- **GIVEN PASSAGE**:
Article 7: Wrapping Everything in a FastAPI Service

Introduction

The previous six articles covered each component in isolation: pgvector setup, chunking, embeddings, retrieval, and generation. This article puts them all together into a running FastAPI service.

The service exposes three endpoint groups:

/ingest — submit files or directories for ingestion
/query — submit a question and receive a grounded answer
/health — service status and dependency checks

Everything is async throughout: file loading, database access, embedding calls, and LLM calls. The application uses FastAPI's lifespan to start the embedding background worker and cleanly shut it down.

Application Structure

src/
├── main.py                 # FastAPI app, lifespan, router registration
├── core/
│   ├── config.py           # Settings (Pydantic BaseSettings)
│   └── logging.py          # structlog configuration
├── db/
│   ├── base.py             # Async engine, session factory
│   └── models.py           # SQLAlchemy models
├── embeddings/
│   ├── base.py             # EmbeddingProvider ABC
│   ├── local.py            # sentence-transformers
│   └── github_models.py    # GitHub Models API
├── ingestion/
│   ├── loader.py           # File loader
│   ├── chunker.py          # Chunking strategies
│   └── pipeline.py         # Ingest orchestration + embedding worker
├── retrieval/
│   ├── models.py           # RetrievedChunk, RetrievalResult
│   ├── vector_search.py    # pgvector cosine search
│   ├── hybrid_search.py    # RRF fusion
│   └── retriever.py        # Retriever class
├── generation/
│   ├── models.py           # GenerationResult
│   ├── prompt_builder.py   # Prompt assembly
│   ├── llm_client.py       # GitHub Models API client
│   └── generator.py        # Generator class
└── api/
    ├── ingest.py           # /ingest routes
    ├── query.py            # /query routes
    └── health.py           # /health route

Configuration and Settings

# src/core/config.py
from pydantic_settings import BaseSettings, SettingsConfigDict
from pydantic import field_validator

class Settings(BaseSettings):
    model_config = SettingsConfigDict(env_file=".env", env_file_encoding="utf-8")
    
    # Database
    database_url: str = "postgresql+asyncpg://rag:secret@localhost:5432/rag_db"
    db_echo: bool = False
    
    # Embedding
    embedding_provider: str = "local"   # "local" | "github_models"
    embedding_model: str = "all-MiniLM-L6-v2"
    embedding_dimensions: int = 384
    
    # LLM
    llm_model: str = "gpt-4o"

- **Point-per-instance localization records**:
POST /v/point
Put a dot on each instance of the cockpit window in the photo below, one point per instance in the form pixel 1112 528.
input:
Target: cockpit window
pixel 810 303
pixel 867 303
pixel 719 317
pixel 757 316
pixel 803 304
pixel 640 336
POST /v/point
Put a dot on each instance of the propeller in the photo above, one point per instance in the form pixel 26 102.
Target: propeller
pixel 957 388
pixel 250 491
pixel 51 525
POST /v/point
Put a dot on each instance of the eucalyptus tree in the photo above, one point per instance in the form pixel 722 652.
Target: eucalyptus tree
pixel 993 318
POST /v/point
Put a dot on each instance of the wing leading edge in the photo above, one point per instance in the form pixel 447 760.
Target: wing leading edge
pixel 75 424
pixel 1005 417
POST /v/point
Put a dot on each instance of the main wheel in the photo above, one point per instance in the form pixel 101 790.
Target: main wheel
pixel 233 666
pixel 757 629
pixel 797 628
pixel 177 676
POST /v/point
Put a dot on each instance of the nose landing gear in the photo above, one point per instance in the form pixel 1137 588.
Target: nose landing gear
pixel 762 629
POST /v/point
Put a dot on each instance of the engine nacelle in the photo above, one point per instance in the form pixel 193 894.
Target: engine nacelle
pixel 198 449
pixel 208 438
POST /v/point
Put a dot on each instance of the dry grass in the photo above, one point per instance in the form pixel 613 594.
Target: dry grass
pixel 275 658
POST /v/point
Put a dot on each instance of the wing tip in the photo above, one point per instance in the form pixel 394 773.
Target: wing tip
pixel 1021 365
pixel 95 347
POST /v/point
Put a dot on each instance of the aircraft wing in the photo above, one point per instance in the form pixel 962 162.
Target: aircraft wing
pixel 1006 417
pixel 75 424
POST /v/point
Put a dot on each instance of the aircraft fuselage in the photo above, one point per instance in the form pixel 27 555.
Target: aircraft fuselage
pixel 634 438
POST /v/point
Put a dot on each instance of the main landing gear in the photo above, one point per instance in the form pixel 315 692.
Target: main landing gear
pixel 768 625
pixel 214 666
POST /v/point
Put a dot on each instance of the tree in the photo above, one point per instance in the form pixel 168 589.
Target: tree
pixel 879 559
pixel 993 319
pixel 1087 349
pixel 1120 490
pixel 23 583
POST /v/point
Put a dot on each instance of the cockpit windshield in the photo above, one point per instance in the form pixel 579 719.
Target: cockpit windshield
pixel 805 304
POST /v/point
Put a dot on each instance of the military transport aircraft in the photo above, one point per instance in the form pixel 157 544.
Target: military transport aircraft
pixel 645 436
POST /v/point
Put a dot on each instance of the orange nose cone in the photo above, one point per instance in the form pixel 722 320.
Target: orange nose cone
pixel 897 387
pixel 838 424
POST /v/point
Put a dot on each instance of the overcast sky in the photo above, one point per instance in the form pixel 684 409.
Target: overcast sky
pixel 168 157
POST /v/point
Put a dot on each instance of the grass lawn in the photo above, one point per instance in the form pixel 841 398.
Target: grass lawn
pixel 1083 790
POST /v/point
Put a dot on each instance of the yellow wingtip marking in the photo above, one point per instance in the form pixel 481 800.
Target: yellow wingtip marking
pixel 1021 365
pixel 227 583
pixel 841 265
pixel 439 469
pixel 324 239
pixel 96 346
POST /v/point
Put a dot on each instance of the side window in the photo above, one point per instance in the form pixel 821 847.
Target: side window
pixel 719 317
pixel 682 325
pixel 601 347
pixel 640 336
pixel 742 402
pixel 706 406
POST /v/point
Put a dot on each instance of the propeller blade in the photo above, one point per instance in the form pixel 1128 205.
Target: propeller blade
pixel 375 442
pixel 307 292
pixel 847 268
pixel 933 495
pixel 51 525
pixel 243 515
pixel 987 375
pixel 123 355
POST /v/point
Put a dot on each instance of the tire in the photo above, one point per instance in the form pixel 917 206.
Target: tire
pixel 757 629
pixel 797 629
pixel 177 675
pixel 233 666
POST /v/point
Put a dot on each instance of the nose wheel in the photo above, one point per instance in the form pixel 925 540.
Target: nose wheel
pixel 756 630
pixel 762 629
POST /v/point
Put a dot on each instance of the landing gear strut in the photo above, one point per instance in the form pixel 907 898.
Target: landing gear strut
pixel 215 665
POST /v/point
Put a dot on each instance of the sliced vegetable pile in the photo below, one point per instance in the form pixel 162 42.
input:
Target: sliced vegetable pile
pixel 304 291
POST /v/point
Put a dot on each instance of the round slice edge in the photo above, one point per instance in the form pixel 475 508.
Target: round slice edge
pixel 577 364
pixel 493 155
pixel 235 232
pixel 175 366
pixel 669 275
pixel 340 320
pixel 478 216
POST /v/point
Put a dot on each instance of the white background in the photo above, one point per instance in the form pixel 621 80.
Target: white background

- **TASK TO CARRY OUT**:
In the FastAPI service article, which embedding model does the Settings class use by default?

- **RESPONSE BOX**:
all-MiniLM-L6-v2